_EXERCISE OBJECTIVE_
Convert every line of the records below into a JSON list of strings, one string per line, and leave out any blank lines.

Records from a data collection
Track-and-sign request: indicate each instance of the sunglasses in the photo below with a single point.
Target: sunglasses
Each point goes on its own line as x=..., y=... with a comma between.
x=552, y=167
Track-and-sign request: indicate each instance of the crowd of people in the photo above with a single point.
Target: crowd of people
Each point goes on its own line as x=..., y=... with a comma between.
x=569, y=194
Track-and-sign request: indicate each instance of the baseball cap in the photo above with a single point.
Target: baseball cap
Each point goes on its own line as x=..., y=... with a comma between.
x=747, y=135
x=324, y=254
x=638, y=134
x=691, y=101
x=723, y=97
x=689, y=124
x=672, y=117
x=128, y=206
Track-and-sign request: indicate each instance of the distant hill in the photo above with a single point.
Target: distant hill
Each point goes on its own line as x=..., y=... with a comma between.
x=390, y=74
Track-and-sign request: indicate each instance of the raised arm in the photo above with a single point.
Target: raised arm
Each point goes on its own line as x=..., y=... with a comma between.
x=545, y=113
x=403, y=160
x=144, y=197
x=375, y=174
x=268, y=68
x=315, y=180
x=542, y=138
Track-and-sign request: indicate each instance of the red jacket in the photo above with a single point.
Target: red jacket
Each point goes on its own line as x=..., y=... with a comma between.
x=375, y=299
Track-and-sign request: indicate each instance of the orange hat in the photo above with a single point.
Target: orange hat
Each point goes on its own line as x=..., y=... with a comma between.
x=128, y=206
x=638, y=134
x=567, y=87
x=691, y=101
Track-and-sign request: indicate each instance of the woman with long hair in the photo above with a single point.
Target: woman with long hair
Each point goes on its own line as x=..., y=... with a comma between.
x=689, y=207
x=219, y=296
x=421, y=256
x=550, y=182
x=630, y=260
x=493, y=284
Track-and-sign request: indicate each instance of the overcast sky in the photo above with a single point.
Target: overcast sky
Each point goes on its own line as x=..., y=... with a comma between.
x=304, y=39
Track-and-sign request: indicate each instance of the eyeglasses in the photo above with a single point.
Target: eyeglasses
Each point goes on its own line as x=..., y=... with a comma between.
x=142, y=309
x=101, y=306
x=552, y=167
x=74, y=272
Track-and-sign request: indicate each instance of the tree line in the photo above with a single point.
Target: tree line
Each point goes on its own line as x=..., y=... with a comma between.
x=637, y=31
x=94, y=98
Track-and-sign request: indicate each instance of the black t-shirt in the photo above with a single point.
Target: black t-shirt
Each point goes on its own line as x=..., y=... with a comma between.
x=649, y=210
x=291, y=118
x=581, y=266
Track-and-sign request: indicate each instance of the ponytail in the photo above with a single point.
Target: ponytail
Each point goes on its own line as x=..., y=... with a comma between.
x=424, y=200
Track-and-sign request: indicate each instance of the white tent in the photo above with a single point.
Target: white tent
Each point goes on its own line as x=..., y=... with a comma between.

_SOLUTION TO THE EXERCISE_
[
  "Track-and-sign request: indicate each instance of the sunglasses in the photo below with a single point.",
  "Target: sunglasses",
  "Each point goes on its own line as x=..., y=... with a comma between.",
  "x=552, y=167",
  "Track-and-sign request: indicate each instance of the crowd of people in the photo above with a single point.",
  "Target: crowd of people",
  "Each point goes on its own line as x=..., y=... with a comma between.",
  "x=569, y=194",
  "Track-and-sign request: indicate each instance of the baseball cap in the photo above with a single point.",
  "Target: baseball cap",
  "Each point goes on its own line as x=..., y=... with a comma between.",
  "x=747, y=135",
  "x=324, y=254",
  "x=638, y=134",
  "x=691, y=101",
  "x=723, y=97",
  "x=689, y=124",
  "x=672, y=117",
  "x=128, y=206",
  "Track-and-sign request: indicate each instance of the distant hill in the photo above with a single point.",
  "Target: distant hill",
  "Each point goes on its own line as x=..., y=... with a comma between.",
  "x=390, y=74",
  "Track-and-sign request: indicate each instance of the raised arm in the photo above with a single point.",
  "Target: raised arm",
  "Each point goes on its own line as x=..., y=... with a comma between.",
  "x=545, y=113",
  "x=403, y=160",
  "x=144, y=197",
  "x=375, y=174",
  "x=268, y=68",
  "x=315, y=180",
  "x=542, y=138",
  "Track-and-sign request: indicate each instance of the red jacket in the photo above with a single point.",
  "Target: red jacket",
  "Each point goes on its own line as x=..., y=... with a comma between.",
  "x=375, y=299",
  "Track-and-sign request: indicate each instance of the orange hat in the photo above with a single point.",
  "Target: orange hat",
  "Each point goes on its own line as x=..., y=... with a comma between.",
  "x=128, y=206",
  "x=638, y=134",
  "x=567, y=87",
  "x=691, y=101",
  "Track-and-sign request: indicate each instance of the woman with long hair in the photo above with a single point.",
  "Target: woman with long hair",
  "Each point goes on its own line as x=..., y=... with a comma between.",
  "x=689, y=207",
  "x=219, y=296",
  "x=421, y=256",
  "x=550, y=182",
  "x=630, y=260",
  "x=493, y=284",
  "Track-and-sign request: indicate each instance of the overcast sky in the photo above with a single point.",
  "Target: overcast sky",
  "Each point goes on its own line as x=..., y=... with a comma between.",
  "x=304, y=39",
  "Track-and-sign request: indicate each instance of the eyeglasses in the photo above with a single point.",
  "Target: eyeglasses",
  "Each point goes on its own line as x=..., y=... with a comma between.",
  "x=142, y=309",
  "x=101, y=306",
  "x=552, y=167",
  "x=74, y=272",
  "Track-and-sign request: indicate each instance of the tree line in the photo above with a single point.",
  "Target: tree line",
  "Each point goes on its own line as x=..., y=... with a comma between.",
  "x=637, y=31",
  "x=94, y=98",
  "Track-and-sign request: indicate each instance of the black t-shirt in the photo above with a single point.",
  "Target: black t-shirt",
  "Each point goes on its own line as x=..., y=... with a comma between.",
  "x=649, y=210",
  "x=291, y=118",
  "x=581, y=266",
  "Track-and-sign request: indicate each instance of the ponytail in the photo above with a single point.",
  "Target: ponytail",
  "Each point goes on its own line as x=..., y=... with a comma between.",
  "x=424, y=200",
  "Track-and-sign request: indicate each instance of the white tent in the photo above with a single point.",
  "Target: white tent",
  "Each point goes on its own line as x=..., y=... with a comma between."
]